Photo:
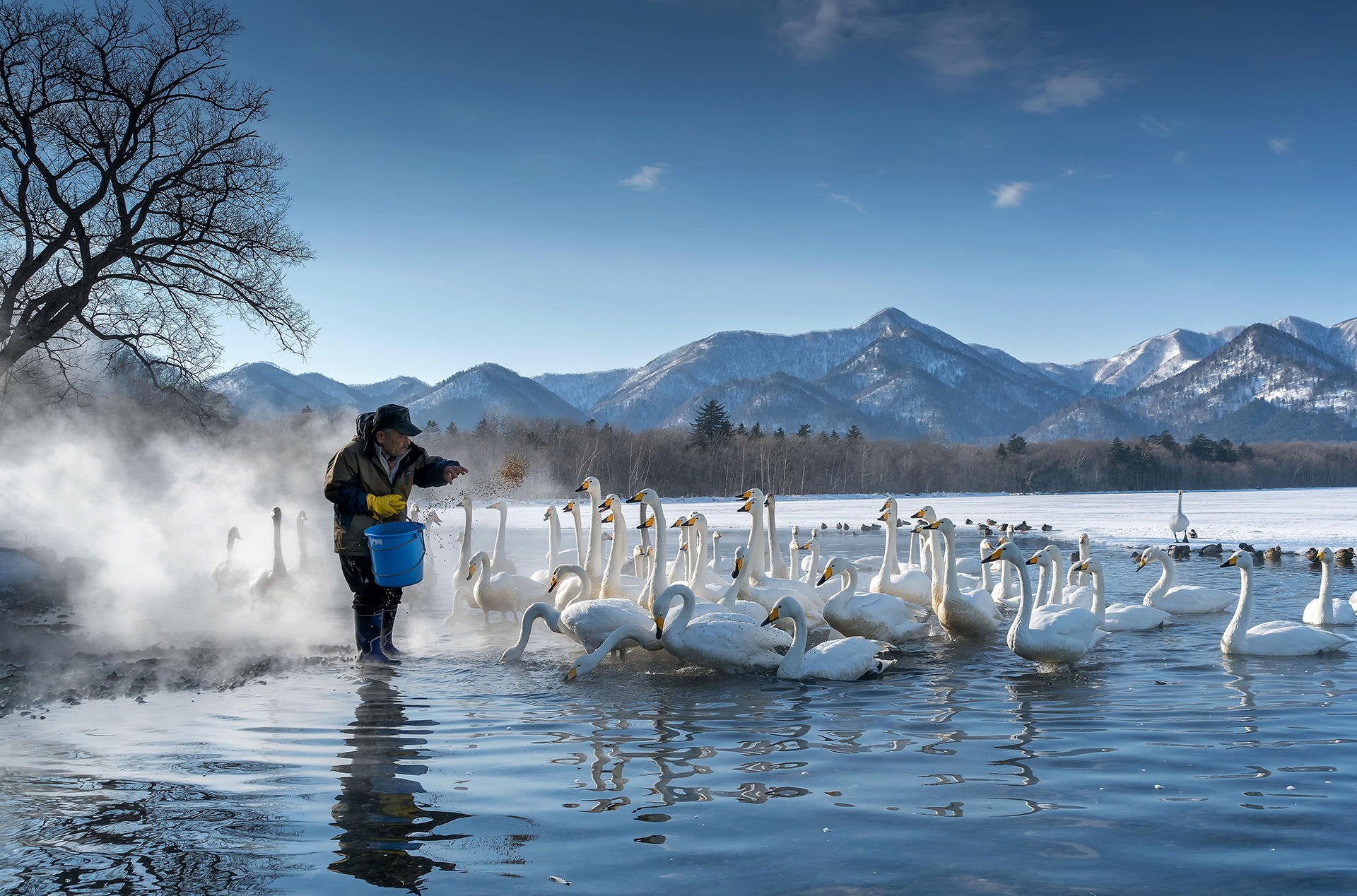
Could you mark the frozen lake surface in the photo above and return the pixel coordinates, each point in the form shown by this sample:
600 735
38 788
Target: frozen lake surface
963 770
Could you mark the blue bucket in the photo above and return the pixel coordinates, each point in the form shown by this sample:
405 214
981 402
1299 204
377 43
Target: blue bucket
396 553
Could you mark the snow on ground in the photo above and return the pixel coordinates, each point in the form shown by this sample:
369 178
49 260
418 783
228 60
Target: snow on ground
1295 519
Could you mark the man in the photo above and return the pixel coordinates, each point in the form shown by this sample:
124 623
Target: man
368 481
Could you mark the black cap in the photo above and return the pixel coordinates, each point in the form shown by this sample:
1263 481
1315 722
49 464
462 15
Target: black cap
395 417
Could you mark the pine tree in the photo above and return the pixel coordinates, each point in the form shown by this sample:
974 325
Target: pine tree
710 425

■ Exercise aim
Recast every line of the entries above as a Markdown table with the columns Row and Line, numbering the rows in order and skipping blank lines. Leave the pictures out.

■ Answer for the task
| Row | Line |
|---|---|
| 1 | Photo: |
| 2 | Could you mark the frozen lake surface in the photo above and return the pixel coordinates, each point in the form shown by this sample: |
| 3 | 600 735 |
| 4 | 38 788 |
| 5 | Target: frozen lake surface |
| 6 | 963 770 |
| 7 | Could you mark the blue bucket in the photo above and return the pixel coordinates, each point in the form shown by this sample: |
| 8 | 405 214 |
| 9 | 981 402 |
| 10 | 1299 204 |
| 11 | 377 43 |
| 12 | Target: blue bucket |
| 13 | 396 553 |
| 14 | Could you mark the snow on ground in the photo above and return the pixel coordinates, each point in the form shown by this sample: |
| 15 | 369 178 |
| 16 | 49 260 |
| 17 | 418 783 |
| 18 | 228 60 |
| 19 | Target: snow on ground |
| 20 | 1295 519 |
| 21 | Could you mark the man in the photo above and return the pixel coordinates, each point in the form shown by this sample: |
| 22 | 124 623 |
| 23 | Target: man |
| 24 | 368 481 |
| 25 | Could you mark the black cap in the photo above and return the pixel coordinates, each point in the form shown by this sample: |
| 26 | 1263 481 |
| 27 | 1315 722 |
| 28 | 49 464 |
| 29 | 462 15 |
| 30 | Target: black cap |
| 31 | 395 417 |
| 32 | Could you mark the pine tree in the photo above and return the pixel coordinates, each point in the form shown by this sample: |
| 33 | 974 325 |
| 34 | Target: pine tree |
| 35 | 710 425 |